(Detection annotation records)
——
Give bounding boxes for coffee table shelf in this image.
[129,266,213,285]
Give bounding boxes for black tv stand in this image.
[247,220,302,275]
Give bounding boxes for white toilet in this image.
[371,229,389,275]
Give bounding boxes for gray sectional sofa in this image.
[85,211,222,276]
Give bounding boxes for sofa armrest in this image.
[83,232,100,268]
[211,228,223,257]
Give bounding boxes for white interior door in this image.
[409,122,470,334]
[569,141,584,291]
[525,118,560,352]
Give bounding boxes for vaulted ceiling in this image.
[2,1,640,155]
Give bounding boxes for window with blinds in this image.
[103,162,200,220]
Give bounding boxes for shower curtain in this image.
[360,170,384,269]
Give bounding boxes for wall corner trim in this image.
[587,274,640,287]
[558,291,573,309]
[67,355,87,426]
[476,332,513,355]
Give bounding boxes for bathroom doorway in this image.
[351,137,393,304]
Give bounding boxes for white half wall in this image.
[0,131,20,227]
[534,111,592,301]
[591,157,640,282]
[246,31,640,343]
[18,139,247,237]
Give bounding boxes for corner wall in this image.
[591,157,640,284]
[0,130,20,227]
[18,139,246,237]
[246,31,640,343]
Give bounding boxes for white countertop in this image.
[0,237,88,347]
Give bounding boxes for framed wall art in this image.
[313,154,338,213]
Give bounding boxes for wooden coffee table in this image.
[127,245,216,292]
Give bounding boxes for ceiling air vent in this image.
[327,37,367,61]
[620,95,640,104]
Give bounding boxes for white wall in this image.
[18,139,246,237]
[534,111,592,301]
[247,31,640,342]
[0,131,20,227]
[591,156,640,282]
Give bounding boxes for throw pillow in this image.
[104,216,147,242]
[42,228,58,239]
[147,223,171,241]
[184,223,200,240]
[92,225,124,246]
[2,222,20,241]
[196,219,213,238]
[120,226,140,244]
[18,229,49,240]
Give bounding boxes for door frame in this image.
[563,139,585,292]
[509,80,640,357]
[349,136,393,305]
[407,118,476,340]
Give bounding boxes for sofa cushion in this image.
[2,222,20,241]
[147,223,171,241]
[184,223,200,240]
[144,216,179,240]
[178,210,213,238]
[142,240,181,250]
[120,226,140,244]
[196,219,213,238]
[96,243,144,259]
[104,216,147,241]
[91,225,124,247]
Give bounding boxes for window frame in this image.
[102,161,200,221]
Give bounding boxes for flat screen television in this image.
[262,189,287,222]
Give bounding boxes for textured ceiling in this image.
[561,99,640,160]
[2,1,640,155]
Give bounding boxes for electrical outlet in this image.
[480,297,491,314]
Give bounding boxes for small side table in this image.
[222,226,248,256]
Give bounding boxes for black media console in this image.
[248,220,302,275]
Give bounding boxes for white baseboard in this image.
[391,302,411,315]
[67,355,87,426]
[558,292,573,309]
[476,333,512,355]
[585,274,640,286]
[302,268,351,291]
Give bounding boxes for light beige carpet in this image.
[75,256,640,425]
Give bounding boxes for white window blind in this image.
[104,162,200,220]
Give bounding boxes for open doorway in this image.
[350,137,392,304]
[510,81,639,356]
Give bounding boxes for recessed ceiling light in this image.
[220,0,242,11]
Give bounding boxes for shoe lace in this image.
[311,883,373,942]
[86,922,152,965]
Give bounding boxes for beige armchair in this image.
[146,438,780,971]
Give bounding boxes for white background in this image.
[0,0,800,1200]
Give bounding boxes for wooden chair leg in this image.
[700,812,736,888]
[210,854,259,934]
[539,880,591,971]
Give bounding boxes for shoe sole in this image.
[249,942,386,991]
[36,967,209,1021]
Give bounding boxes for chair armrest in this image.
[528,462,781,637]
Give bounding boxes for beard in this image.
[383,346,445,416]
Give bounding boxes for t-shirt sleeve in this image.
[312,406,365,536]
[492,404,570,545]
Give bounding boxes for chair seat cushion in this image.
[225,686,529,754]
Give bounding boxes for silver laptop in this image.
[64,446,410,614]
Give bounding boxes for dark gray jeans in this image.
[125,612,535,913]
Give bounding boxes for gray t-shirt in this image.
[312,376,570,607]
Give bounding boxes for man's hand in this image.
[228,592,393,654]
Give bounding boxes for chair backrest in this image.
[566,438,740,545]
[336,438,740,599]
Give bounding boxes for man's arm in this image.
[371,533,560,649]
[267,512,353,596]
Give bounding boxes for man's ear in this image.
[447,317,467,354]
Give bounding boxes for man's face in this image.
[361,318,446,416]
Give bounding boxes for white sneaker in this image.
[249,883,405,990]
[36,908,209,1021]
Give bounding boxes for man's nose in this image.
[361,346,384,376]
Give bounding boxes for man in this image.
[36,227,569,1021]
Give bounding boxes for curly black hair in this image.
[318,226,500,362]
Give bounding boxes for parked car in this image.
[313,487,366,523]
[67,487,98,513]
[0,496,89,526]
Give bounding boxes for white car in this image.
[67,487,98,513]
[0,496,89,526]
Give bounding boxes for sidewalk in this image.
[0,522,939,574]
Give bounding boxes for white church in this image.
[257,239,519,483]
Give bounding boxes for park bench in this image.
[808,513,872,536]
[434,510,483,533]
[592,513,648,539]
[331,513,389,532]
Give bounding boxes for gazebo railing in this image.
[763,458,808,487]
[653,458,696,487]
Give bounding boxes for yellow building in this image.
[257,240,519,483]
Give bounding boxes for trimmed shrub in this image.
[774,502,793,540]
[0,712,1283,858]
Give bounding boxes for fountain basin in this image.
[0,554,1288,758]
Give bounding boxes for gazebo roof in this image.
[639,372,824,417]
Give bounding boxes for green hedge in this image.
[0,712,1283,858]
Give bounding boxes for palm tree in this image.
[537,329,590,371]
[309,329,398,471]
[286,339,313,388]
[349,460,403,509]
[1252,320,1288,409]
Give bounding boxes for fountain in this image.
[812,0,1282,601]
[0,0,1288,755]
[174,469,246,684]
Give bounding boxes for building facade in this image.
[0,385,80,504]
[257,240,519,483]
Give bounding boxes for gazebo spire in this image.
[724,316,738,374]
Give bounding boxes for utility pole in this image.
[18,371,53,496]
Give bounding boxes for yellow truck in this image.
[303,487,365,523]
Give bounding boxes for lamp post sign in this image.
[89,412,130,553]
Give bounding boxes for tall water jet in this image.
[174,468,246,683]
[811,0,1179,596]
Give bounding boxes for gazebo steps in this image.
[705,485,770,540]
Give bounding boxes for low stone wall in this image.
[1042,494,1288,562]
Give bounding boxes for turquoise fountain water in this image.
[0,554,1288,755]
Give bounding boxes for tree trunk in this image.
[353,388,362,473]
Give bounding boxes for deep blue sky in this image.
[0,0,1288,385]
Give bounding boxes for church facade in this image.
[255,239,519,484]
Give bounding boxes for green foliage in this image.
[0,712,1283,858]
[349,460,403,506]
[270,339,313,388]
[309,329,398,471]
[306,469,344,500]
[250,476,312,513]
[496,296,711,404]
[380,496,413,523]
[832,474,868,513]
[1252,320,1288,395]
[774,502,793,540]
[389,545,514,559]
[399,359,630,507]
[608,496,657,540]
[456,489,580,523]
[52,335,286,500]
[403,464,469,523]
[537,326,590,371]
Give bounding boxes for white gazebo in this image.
——
### EXERCISE TASK
Count the lines in the records above that contain the string "table", treating uppercase and lowercase as different. Reply with the number alone.

### ANSWER TO THIS EXERCISE
3